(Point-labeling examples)
━━━━━━━━━━━━━━━━

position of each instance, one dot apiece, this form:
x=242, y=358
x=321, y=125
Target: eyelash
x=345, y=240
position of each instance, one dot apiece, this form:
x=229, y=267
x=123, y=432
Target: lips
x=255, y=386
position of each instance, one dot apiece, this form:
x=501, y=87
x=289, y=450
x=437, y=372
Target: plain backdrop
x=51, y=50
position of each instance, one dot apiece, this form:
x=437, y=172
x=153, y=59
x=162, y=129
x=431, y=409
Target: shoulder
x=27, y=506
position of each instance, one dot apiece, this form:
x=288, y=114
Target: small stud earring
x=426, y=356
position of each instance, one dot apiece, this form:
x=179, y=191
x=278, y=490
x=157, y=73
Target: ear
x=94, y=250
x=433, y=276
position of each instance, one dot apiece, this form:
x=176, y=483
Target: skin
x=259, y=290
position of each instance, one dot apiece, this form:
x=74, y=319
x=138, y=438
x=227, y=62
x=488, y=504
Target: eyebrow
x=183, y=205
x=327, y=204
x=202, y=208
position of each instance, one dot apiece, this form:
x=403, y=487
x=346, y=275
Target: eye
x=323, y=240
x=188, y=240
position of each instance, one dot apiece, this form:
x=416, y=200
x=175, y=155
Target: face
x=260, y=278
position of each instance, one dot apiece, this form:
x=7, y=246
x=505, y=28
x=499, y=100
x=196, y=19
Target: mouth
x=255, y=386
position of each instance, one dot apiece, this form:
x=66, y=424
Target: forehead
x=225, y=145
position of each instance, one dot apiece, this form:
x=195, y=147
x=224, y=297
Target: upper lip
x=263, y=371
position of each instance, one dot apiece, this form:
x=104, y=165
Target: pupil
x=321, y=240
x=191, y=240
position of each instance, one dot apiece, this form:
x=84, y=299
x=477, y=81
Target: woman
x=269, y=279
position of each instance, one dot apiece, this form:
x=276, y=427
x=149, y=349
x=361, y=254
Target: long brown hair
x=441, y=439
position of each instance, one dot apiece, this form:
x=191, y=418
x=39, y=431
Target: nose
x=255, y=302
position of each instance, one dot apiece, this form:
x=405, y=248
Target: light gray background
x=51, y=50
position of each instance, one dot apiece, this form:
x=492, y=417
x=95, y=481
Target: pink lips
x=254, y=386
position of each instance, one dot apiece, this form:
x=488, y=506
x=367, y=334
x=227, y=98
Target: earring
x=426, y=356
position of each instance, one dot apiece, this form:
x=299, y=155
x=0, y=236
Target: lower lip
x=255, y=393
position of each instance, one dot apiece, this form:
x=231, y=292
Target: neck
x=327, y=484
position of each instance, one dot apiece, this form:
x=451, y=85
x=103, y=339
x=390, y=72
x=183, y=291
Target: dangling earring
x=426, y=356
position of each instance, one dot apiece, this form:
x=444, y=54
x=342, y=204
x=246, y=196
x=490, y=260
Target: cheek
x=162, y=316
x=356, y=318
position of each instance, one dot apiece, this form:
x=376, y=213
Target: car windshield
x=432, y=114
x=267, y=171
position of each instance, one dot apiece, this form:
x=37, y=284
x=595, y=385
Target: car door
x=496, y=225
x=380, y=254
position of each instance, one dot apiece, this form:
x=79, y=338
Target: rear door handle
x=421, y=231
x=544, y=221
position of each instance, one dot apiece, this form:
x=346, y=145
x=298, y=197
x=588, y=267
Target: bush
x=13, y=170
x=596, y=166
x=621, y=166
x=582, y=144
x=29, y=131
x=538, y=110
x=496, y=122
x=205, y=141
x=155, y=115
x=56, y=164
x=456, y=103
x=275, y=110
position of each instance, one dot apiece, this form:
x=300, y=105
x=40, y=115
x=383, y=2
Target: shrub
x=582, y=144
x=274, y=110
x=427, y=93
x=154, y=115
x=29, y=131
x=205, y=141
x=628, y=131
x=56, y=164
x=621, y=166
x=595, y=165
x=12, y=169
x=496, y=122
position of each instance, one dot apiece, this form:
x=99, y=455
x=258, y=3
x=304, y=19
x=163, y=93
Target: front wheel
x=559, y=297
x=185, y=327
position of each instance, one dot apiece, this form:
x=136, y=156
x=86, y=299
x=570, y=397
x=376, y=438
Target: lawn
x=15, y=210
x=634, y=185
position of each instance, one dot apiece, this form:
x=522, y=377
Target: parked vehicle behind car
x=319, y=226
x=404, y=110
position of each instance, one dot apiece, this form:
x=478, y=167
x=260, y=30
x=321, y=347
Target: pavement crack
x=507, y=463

━━━━━━━━━━━━━━━━

_Task to carry out_
Which lines in the material above contain the string "earring" with matching case? Pull out each of those lines in full.

_Result of the exercise_
Target: small stud earring
Target: earring
Target: dangling earring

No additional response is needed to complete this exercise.